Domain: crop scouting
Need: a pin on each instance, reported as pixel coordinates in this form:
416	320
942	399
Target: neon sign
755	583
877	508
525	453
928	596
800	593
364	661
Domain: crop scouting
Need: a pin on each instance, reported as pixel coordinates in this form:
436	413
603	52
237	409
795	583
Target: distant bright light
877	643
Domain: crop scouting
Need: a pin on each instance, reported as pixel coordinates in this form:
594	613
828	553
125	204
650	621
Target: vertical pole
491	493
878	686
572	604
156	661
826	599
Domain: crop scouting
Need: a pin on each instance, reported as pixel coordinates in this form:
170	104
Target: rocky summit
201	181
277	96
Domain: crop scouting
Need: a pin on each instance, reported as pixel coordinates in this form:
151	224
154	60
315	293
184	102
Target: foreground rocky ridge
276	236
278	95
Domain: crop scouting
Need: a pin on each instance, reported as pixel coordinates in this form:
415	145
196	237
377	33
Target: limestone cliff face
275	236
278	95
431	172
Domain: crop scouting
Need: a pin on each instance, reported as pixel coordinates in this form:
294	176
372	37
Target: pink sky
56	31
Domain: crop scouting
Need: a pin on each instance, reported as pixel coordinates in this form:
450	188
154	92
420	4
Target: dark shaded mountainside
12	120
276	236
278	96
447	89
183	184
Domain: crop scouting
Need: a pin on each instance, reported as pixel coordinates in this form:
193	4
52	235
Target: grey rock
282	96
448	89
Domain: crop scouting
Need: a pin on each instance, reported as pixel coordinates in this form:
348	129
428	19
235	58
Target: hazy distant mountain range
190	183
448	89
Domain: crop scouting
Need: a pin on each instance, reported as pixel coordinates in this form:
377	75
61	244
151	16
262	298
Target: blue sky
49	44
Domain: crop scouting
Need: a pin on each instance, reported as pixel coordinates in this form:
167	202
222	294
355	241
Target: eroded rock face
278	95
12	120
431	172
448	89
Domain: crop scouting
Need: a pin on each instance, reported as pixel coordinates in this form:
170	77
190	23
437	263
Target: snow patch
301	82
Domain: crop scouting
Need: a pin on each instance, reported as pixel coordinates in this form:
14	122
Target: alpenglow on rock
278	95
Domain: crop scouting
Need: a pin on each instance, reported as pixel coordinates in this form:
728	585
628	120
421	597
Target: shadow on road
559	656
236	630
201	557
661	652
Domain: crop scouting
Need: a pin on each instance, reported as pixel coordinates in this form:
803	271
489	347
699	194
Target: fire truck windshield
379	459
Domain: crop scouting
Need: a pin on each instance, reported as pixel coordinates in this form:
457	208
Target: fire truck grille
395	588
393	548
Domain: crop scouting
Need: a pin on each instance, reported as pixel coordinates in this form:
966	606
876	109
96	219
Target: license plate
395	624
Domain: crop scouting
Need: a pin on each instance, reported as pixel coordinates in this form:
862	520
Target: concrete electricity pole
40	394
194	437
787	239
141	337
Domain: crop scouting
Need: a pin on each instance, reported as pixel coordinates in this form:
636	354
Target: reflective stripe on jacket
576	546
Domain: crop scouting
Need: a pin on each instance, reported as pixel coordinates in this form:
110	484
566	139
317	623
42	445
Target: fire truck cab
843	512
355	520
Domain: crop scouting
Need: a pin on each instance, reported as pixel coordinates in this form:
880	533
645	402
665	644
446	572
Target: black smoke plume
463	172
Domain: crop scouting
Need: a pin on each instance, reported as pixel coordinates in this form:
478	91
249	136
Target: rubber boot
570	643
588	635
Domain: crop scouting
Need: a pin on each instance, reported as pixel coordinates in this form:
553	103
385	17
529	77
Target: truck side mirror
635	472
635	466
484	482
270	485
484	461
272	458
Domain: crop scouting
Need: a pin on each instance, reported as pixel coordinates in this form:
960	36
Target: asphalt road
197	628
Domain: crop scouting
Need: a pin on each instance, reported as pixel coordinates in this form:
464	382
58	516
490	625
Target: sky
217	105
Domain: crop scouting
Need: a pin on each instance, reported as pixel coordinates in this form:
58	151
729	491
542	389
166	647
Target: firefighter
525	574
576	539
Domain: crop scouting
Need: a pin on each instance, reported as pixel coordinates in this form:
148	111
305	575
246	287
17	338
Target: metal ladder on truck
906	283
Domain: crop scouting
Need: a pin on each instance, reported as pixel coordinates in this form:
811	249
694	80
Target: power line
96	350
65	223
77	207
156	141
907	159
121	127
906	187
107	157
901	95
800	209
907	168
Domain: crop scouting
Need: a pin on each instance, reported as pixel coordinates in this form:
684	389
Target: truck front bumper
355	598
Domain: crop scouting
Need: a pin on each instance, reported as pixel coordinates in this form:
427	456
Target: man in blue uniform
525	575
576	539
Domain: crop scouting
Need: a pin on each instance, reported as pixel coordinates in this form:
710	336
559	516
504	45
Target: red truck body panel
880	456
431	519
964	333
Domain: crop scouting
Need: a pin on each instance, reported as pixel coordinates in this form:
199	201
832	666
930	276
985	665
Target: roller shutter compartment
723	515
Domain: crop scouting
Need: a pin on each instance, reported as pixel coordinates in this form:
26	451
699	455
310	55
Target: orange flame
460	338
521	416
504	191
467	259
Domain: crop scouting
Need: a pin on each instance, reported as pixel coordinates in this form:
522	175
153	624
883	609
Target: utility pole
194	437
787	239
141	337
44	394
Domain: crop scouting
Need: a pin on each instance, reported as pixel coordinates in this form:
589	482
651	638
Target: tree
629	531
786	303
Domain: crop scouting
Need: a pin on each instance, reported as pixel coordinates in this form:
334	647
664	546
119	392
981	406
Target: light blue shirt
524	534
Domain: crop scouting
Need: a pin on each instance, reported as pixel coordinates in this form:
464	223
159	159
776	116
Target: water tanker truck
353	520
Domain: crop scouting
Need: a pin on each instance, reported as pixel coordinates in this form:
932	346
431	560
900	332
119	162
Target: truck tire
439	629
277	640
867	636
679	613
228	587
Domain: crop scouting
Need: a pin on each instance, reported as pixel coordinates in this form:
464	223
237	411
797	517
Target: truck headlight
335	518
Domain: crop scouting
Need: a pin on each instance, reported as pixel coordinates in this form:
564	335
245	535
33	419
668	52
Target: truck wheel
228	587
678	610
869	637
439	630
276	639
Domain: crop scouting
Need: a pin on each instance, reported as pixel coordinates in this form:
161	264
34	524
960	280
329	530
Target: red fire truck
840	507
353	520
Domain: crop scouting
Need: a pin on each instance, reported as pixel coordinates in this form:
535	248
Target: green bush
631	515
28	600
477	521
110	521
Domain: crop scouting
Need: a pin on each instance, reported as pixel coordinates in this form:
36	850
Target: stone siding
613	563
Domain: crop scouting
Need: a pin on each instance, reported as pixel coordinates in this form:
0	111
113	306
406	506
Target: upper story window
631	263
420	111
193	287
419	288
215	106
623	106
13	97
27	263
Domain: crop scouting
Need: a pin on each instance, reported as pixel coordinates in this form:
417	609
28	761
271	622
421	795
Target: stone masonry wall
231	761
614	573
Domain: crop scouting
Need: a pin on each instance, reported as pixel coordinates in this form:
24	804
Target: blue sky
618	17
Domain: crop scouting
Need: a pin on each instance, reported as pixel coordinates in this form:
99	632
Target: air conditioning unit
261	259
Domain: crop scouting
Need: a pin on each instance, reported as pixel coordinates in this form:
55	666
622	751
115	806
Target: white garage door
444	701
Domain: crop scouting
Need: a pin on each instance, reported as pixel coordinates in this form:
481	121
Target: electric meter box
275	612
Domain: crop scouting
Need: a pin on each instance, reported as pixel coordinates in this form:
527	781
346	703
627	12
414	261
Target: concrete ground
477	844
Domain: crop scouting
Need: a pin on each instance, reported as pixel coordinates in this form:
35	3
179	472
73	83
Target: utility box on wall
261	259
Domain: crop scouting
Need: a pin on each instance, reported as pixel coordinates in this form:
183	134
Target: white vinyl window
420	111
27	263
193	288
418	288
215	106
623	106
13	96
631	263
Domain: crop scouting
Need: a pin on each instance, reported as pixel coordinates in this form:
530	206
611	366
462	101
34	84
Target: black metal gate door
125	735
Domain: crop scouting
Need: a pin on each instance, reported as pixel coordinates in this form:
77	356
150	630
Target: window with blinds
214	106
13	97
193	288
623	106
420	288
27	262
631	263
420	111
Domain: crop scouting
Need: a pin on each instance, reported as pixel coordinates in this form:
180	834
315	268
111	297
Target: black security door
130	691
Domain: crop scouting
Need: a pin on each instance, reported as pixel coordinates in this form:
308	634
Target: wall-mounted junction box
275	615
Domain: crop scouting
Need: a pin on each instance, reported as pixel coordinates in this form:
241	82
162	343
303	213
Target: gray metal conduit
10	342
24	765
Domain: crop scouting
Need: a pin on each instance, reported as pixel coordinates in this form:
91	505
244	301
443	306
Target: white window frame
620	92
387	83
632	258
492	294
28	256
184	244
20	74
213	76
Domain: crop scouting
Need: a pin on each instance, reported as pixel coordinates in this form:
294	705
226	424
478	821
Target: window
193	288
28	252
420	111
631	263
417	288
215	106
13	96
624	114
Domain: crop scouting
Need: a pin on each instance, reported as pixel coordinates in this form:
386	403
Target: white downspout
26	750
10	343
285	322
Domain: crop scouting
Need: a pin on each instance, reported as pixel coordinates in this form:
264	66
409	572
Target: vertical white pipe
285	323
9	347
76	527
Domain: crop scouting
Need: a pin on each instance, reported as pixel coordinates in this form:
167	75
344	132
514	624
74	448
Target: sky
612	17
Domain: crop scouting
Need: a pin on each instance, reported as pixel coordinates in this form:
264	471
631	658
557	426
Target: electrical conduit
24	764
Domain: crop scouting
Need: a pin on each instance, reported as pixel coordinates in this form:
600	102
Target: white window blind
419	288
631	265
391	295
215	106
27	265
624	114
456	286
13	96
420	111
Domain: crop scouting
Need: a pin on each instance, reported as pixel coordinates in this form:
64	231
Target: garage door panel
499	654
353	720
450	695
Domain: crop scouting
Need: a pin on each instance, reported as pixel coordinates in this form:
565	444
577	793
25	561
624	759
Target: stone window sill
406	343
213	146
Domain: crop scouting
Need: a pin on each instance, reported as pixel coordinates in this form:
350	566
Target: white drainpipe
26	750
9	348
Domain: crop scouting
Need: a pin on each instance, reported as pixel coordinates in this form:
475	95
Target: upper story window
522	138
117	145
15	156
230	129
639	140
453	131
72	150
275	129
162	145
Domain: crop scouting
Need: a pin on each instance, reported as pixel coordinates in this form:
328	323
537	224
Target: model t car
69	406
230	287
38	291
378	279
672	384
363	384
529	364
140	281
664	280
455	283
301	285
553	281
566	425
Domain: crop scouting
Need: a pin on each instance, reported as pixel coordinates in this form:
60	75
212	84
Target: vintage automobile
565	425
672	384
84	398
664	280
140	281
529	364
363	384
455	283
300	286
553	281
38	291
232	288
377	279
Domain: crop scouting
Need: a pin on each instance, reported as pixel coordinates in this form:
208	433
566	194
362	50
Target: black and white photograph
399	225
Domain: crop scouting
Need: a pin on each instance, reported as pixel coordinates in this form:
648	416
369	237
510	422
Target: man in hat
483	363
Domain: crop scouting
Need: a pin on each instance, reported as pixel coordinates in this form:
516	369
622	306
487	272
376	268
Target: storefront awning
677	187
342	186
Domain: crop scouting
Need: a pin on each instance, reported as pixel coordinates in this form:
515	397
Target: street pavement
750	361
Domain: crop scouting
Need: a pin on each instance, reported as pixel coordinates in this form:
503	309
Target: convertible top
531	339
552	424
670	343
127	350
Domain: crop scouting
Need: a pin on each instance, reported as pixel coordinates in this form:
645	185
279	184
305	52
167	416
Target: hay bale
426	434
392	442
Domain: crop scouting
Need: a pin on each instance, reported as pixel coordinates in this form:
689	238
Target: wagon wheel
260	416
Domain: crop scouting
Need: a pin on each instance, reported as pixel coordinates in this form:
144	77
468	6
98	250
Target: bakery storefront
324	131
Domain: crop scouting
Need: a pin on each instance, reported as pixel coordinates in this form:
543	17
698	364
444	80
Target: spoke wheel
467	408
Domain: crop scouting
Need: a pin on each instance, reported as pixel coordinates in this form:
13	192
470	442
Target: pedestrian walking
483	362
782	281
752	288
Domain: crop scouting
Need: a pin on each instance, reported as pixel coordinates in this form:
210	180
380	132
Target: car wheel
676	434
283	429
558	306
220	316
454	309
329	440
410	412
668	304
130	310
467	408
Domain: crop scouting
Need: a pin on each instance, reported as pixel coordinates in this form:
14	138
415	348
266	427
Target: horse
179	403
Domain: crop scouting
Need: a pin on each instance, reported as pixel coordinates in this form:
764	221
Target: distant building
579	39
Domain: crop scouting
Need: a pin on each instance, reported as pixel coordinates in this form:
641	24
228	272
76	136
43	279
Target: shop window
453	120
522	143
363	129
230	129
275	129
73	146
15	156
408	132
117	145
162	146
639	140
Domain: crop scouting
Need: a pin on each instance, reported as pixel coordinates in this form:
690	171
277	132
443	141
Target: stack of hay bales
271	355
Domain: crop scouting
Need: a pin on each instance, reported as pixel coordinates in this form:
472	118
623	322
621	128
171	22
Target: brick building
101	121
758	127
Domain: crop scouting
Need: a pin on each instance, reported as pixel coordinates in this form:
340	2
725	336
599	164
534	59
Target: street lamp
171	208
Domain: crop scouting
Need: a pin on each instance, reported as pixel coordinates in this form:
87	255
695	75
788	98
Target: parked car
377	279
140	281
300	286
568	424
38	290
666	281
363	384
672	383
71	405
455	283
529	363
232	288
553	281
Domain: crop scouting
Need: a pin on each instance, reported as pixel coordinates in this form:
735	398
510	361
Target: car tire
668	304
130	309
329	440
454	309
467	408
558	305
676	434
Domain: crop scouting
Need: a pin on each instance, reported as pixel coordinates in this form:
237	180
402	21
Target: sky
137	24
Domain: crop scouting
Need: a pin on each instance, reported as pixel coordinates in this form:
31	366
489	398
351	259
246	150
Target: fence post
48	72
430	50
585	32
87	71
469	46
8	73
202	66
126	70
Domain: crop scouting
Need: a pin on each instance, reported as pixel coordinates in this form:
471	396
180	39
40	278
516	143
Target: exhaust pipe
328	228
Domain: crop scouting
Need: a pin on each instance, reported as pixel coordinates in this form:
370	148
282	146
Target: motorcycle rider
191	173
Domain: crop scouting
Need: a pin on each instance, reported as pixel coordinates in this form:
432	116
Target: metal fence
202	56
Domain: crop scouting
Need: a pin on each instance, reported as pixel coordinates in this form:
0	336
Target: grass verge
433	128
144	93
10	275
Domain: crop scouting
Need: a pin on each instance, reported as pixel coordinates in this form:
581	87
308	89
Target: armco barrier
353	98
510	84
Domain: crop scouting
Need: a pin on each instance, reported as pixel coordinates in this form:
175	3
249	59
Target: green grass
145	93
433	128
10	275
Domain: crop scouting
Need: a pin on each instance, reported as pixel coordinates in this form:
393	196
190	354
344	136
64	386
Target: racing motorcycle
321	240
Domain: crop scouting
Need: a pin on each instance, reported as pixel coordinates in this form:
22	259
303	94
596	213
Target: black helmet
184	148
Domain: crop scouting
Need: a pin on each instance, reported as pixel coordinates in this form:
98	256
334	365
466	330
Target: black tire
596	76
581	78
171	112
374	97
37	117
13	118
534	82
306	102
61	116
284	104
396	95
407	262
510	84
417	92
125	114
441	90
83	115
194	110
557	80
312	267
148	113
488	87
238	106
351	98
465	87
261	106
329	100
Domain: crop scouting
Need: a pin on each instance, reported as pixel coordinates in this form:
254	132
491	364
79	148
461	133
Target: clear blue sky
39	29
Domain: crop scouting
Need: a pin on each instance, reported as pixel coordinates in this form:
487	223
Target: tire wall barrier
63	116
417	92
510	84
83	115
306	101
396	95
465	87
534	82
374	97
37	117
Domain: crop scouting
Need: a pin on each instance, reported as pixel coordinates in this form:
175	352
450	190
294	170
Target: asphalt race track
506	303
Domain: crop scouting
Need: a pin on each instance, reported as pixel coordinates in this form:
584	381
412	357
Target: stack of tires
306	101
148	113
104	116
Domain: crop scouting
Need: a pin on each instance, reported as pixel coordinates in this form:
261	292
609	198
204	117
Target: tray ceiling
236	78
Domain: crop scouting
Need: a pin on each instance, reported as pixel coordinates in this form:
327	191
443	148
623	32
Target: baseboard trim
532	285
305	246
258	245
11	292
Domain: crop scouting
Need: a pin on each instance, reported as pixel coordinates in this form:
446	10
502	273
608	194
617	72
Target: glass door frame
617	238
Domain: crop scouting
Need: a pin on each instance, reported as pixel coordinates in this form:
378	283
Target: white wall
_ _ _ _
List every line above that contains the word "fence", treating uppercase and lowercase letters as different.

Output for this task:
Target: fence post
Target: metal fence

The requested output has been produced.